[Сохранённые записи набора данных]
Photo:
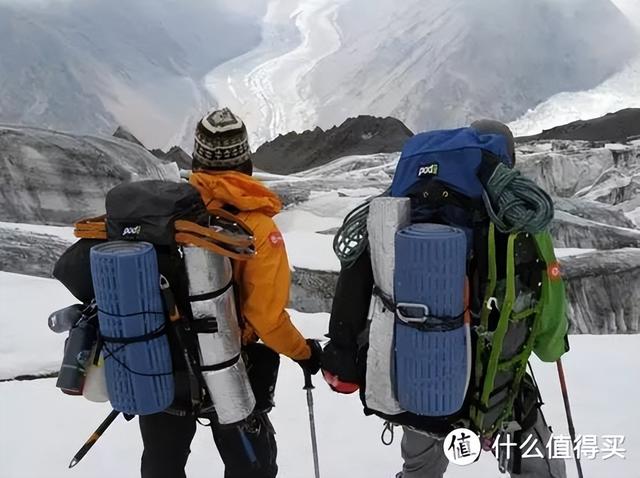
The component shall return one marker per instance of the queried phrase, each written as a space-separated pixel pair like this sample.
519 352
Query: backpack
458 306
158 266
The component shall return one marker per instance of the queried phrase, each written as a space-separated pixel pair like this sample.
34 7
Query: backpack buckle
404 310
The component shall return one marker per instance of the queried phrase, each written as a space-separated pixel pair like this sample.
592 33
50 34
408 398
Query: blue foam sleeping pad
127 285
431 361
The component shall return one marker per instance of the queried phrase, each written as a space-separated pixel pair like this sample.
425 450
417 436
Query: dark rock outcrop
295 152
178 155
572 231
604 292
48 177
612 127
594 281
123 133
29 253
594 211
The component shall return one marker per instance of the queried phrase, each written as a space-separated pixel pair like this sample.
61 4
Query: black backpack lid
147 210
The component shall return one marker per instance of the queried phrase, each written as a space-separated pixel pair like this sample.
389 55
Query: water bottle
77 353
64 319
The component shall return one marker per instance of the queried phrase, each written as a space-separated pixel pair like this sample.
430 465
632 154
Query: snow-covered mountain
441 64
429 63
88 65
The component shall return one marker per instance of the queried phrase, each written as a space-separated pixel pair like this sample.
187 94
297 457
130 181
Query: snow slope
27 346
264 85
618 92
42 428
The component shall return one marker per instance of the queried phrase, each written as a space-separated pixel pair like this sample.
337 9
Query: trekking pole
308 386
93 438
567 407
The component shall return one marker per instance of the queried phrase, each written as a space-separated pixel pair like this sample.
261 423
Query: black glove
312 364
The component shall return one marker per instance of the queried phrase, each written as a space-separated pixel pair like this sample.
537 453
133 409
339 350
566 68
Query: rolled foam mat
386 217
127 284
431 361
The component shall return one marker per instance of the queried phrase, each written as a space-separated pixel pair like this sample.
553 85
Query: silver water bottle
215 320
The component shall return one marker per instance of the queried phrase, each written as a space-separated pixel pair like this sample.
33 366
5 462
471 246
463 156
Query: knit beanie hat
487 126
221 141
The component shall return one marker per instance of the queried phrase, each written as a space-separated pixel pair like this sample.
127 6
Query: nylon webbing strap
160 331
211 295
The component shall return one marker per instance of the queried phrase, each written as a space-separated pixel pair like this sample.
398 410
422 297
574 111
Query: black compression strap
436 324
220 366
441 324
207 325
211 295
160 331
132 314
386 300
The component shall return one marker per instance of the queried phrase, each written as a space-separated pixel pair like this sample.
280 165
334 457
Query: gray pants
424 456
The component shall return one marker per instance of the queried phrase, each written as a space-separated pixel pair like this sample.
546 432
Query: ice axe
308 386
567 407
94 438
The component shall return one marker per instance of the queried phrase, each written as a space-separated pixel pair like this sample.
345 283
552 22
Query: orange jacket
264 280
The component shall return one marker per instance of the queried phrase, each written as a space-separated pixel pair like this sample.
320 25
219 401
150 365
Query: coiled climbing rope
515 203
352 239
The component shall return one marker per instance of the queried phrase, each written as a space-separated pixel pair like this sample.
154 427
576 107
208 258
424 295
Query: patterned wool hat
221 141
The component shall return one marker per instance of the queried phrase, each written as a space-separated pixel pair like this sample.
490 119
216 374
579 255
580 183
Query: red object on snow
337 385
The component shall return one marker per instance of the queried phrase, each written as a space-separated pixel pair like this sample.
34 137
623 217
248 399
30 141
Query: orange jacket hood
236 189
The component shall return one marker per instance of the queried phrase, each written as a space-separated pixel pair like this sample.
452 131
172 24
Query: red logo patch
275 238
554 272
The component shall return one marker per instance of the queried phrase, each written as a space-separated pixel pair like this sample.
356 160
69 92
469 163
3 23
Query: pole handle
308 383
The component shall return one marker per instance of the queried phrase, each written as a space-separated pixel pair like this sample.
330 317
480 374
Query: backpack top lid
147 210
452 156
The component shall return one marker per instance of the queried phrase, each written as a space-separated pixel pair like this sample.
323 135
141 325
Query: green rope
352 239
515 203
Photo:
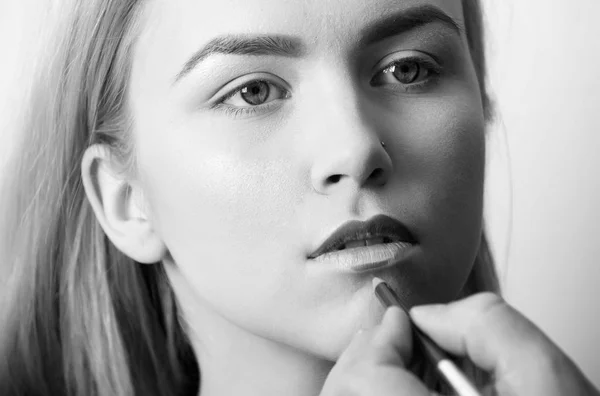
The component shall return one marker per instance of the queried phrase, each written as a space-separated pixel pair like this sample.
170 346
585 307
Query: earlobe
119 207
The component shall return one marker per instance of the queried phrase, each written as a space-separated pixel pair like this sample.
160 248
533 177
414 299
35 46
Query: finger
483 327
392 340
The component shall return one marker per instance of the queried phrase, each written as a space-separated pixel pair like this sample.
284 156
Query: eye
254 93
411 72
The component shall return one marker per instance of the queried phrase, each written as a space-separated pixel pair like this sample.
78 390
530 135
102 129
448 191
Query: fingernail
425 311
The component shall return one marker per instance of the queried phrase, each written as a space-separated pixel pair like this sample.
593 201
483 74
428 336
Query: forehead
172 30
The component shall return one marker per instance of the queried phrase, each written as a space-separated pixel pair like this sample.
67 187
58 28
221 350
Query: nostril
334 178
377 173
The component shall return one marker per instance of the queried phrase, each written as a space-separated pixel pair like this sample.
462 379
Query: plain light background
543 186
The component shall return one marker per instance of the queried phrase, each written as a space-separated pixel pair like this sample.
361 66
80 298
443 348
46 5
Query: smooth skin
495 336
233 197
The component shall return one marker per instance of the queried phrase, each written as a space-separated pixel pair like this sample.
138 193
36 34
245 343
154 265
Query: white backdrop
544 157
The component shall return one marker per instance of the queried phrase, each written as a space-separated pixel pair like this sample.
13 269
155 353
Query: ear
120 207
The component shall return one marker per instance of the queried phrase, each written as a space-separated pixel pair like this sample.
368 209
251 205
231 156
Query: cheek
222 211
445 163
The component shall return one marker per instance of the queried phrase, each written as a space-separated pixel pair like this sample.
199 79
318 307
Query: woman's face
250 161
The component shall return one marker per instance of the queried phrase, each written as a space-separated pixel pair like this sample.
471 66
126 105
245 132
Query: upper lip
354 230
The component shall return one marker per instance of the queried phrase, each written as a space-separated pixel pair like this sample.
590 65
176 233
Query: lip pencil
436 355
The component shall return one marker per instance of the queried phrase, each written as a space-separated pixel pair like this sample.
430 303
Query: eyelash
432 68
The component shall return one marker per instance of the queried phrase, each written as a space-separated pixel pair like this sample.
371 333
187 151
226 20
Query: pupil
407 73
256 93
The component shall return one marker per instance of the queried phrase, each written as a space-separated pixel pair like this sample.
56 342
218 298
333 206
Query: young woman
204 192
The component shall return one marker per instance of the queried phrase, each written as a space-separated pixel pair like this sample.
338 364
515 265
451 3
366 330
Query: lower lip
366 258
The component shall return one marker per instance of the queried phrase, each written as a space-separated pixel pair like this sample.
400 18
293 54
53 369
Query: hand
374 362
483 327
500 340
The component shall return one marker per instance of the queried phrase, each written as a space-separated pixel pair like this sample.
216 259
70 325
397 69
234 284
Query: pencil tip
377 281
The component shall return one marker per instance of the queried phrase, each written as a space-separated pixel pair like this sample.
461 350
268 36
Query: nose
349 143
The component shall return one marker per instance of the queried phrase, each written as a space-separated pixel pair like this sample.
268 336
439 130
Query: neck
234 361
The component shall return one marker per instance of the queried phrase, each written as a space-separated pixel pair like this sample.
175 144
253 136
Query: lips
380 226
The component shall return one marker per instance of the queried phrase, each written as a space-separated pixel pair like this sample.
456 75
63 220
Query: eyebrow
293 47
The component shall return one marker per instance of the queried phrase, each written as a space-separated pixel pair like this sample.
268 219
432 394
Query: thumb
486 329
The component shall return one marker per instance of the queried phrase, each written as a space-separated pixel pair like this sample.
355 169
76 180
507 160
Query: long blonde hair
79 317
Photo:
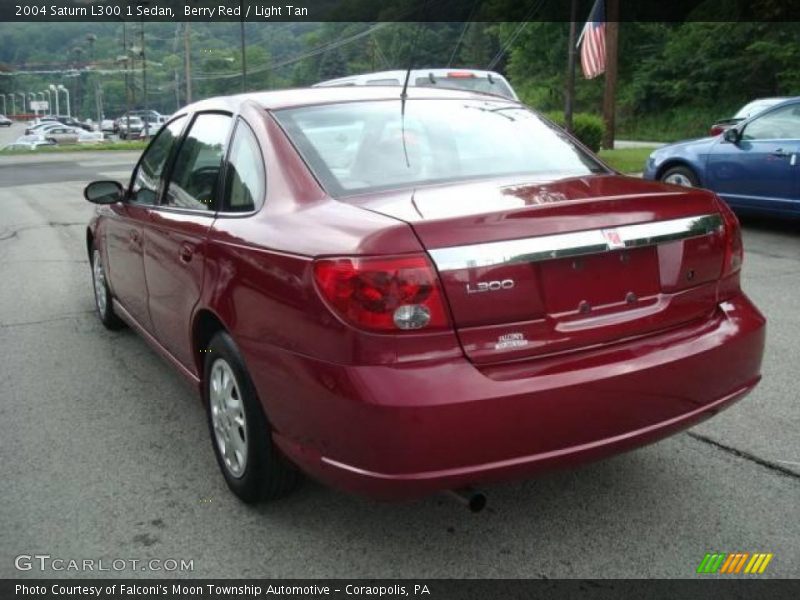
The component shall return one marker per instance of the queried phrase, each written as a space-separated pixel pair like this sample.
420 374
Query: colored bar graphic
733 563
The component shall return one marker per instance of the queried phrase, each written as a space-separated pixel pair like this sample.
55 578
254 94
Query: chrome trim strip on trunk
594 241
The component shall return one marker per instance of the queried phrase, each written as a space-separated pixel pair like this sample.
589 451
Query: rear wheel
102 295
681 175
252 466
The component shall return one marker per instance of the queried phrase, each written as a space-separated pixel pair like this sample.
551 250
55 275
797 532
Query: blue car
753 166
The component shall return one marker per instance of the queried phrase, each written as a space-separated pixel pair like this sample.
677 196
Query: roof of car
279 99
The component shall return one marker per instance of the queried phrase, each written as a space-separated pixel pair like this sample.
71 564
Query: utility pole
609 97
569 96
144 72
244 55
187 60
127 86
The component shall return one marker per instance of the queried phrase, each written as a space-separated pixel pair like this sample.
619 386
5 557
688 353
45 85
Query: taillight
383 294
734 249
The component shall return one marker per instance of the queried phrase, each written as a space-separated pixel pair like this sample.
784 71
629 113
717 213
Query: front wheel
683 176
252 466
102 295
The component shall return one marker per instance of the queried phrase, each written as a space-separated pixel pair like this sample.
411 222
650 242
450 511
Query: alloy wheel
228 417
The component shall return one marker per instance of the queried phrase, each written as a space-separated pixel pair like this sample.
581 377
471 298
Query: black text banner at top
387 10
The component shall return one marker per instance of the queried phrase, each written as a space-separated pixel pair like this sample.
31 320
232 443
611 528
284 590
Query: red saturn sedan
405 296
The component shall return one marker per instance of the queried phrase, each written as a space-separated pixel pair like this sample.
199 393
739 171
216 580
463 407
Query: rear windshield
358 147
472 84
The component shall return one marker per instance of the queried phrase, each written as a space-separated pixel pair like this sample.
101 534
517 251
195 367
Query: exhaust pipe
474 500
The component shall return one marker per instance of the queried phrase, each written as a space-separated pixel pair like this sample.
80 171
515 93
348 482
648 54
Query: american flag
593 42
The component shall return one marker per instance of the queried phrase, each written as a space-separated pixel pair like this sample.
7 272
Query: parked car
108 126
63 134
73 122
130 127
90 137
402 298
473 80
28 143
753 166
748 110
151 121
42 127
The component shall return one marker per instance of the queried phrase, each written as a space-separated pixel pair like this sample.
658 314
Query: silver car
473 80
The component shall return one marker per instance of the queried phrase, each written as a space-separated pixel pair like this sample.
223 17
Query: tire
102 295
252 466
683 176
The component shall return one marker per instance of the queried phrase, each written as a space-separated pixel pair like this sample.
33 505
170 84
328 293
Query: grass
626 160
99 147
671 125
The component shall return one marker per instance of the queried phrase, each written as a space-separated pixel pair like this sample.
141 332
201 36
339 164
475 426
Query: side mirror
732 135
103 192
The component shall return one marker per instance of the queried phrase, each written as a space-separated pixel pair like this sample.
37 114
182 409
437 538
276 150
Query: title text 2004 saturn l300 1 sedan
399 297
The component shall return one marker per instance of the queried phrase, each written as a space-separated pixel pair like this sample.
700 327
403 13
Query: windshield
755 107
471 84
358 147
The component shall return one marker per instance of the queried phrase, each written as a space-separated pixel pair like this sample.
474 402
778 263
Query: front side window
195 176
365 146
780 124
245 176
146 179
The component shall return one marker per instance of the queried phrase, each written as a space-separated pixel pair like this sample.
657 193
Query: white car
42 127
28 142
90 137
473 80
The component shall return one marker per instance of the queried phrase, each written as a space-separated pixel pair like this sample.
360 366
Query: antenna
404 93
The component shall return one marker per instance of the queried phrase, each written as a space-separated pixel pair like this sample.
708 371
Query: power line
525 22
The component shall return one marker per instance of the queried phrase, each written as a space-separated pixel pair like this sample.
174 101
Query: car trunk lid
538 267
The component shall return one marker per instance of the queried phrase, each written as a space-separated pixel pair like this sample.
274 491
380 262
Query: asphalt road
105 452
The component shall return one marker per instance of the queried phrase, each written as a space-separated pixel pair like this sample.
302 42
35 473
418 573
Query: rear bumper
404 432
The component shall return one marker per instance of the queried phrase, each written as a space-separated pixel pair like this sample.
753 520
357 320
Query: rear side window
469 83
196 174
245 175
780 124
359 147
145 182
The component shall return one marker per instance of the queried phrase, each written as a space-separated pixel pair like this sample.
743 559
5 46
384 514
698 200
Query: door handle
187 251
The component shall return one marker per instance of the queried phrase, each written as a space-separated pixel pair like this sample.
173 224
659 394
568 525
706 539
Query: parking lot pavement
106 452
10 134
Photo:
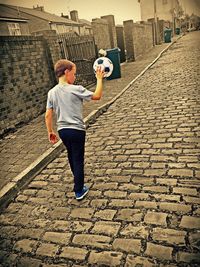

* [Цель упражнения]: Укажите все строки приведенных выше записей, в которых встречается слово «silver». Каждую такую строку приведите полностью.

* [Результат задания]:
Query: silver water bottle
Query: silver car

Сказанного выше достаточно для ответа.